[TASK OBJECTIVE]: Nothing but the lines from the one containing "Each instance of the bushy" through the final line of the listing should appear in the answer, each exactly as written.
Content starts
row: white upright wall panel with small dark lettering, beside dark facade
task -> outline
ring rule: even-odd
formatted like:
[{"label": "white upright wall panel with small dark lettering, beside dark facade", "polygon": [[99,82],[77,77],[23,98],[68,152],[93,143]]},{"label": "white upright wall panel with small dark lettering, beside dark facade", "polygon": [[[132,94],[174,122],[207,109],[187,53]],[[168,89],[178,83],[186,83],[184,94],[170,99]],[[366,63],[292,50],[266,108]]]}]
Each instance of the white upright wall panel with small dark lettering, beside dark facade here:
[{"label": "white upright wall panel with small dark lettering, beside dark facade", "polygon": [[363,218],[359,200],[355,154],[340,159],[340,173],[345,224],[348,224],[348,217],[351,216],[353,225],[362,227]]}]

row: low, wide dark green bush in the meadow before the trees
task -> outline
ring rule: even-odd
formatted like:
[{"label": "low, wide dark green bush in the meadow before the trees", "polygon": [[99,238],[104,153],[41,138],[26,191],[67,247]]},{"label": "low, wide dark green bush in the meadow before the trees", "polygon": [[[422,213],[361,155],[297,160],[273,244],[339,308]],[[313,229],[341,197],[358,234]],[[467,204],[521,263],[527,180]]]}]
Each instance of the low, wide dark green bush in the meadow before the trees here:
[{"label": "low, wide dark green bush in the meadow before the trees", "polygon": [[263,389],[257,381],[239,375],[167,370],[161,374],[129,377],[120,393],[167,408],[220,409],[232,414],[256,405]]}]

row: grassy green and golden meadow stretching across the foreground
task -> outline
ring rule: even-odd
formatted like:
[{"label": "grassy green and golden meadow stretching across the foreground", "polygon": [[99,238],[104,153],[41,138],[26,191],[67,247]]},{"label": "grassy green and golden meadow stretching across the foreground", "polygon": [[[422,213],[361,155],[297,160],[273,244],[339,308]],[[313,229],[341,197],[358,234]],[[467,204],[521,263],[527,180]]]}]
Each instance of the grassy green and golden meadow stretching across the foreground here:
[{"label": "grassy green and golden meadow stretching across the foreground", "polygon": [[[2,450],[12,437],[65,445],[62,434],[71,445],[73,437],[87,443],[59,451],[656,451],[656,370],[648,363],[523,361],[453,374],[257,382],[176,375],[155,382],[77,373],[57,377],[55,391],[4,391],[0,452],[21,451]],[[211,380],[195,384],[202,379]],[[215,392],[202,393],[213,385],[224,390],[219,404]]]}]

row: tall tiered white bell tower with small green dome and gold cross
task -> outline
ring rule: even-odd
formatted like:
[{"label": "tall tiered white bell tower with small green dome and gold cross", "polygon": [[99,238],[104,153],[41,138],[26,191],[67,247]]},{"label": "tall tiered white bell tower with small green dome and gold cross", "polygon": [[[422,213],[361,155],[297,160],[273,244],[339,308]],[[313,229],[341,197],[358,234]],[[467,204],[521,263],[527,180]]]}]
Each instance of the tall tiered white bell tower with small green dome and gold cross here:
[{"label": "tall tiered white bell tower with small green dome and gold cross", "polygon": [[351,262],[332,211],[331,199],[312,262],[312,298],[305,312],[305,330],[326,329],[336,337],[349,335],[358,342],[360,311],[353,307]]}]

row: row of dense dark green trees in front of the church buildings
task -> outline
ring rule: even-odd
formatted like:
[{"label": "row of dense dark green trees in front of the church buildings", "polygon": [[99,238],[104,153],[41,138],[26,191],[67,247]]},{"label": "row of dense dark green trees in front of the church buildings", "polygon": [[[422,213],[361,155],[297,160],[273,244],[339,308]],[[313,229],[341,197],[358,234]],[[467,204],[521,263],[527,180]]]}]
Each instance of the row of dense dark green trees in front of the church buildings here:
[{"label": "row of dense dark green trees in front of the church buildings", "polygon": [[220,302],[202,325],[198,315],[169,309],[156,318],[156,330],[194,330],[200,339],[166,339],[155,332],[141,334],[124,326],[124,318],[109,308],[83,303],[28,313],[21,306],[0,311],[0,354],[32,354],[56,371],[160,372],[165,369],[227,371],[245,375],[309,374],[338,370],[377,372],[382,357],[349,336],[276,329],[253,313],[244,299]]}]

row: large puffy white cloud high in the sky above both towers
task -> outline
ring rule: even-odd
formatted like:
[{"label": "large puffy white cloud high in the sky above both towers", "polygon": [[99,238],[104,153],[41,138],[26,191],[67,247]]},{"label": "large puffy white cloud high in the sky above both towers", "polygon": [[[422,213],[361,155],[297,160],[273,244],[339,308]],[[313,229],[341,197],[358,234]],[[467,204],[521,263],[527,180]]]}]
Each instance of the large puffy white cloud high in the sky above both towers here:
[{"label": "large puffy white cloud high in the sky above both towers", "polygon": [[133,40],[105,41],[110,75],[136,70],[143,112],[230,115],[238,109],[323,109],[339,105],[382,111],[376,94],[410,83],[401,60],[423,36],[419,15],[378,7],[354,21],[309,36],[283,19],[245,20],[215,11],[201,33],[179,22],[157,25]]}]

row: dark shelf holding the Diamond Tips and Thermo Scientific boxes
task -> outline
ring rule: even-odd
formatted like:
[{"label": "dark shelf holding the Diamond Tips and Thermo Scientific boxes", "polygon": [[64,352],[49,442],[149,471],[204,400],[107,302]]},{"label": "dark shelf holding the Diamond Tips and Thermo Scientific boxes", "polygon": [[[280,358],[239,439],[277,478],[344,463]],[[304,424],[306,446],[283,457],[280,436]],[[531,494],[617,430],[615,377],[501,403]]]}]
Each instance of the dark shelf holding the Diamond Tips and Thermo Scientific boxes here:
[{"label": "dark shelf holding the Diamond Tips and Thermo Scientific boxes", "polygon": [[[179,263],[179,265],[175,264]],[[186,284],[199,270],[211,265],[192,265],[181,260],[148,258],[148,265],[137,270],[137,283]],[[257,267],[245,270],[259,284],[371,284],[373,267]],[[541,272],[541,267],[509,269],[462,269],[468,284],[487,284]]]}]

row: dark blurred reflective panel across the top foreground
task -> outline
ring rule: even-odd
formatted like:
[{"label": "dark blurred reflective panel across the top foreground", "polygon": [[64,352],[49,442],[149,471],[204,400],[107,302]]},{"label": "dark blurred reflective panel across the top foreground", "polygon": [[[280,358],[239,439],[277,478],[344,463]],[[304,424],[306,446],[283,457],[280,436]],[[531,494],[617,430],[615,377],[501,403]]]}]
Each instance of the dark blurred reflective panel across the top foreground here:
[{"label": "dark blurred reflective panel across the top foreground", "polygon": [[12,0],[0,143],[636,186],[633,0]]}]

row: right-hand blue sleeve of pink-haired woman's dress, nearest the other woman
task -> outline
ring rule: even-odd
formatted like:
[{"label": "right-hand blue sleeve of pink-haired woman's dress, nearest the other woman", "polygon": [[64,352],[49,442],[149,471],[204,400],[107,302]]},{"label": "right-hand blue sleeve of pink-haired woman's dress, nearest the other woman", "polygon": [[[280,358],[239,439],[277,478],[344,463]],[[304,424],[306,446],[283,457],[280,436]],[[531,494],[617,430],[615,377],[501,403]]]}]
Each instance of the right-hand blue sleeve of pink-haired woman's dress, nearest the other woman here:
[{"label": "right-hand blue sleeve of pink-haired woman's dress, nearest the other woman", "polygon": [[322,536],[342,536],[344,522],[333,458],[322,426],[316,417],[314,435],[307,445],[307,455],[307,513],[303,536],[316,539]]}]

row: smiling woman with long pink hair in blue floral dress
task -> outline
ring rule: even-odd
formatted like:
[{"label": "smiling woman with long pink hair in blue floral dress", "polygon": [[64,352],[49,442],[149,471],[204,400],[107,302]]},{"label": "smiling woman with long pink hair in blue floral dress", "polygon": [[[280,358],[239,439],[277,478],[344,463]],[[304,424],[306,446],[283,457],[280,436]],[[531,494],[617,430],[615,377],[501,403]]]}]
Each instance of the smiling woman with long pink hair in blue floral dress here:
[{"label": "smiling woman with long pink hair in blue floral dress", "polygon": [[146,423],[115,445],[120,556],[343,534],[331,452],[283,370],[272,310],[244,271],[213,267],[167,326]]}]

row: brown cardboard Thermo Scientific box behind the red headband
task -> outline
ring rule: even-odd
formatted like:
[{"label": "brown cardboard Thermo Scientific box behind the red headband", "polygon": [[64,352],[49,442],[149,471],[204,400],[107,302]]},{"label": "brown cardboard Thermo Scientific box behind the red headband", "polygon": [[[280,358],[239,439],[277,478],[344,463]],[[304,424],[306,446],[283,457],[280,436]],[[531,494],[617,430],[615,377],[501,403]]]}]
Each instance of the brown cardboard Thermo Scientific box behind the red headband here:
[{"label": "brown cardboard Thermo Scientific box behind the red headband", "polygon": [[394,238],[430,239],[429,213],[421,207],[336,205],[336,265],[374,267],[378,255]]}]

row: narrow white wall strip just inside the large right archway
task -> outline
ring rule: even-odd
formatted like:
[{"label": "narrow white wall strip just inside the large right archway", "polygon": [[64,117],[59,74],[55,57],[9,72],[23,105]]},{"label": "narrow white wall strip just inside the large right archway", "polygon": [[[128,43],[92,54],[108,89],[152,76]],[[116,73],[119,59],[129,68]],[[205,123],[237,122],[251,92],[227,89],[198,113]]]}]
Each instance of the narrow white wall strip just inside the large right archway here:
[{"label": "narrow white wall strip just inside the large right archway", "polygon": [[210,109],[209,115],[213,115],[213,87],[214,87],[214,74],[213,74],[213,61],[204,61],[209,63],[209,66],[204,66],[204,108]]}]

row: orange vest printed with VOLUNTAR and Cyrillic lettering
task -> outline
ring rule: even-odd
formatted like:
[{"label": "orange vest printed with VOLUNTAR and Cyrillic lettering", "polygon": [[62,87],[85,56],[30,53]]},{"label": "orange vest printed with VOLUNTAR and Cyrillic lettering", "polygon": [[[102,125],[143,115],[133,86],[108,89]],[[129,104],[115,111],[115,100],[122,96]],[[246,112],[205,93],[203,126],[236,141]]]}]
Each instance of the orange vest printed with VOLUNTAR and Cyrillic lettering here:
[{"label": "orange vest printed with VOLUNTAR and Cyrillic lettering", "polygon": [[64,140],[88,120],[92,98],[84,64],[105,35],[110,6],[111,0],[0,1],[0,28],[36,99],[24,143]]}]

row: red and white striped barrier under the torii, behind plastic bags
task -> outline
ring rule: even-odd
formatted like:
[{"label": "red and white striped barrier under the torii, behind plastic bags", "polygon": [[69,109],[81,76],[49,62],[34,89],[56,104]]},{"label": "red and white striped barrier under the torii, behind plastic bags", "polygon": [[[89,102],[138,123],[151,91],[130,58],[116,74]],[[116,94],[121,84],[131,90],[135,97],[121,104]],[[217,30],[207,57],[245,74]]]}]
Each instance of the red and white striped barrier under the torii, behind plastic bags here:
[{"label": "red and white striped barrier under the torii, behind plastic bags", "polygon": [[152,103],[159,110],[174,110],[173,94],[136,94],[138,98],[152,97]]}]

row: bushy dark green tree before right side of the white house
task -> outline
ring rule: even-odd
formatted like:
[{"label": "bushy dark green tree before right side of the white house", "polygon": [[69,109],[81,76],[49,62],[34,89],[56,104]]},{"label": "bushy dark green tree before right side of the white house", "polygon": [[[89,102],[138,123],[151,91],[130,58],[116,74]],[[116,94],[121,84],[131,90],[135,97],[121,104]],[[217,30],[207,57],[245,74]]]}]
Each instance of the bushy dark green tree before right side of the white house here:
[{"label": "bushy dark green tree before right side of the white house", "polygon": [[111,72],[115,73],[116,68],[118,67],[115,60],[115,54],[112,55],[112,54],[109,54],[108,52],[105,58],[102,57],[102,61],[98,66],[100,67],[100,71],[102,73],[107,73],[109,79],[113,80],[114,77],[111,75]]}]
Content ends
[TASK ANSWER]:
Each instance of the bushy dark green tree before right side of the white house here:
[{"label": "bushy dark green tree before right side of the white house", "polygon": [[111,72],[115,73],[116,68],[118,67],[115,60],[115,54],[112,55],[112,54],[109,54],[108,52],[105,58],[102,57],[102,61],[98,66],[100,67],[100,71],[102,73],[107,73],[109,79],[113,80],[114,77],[111,75]]}]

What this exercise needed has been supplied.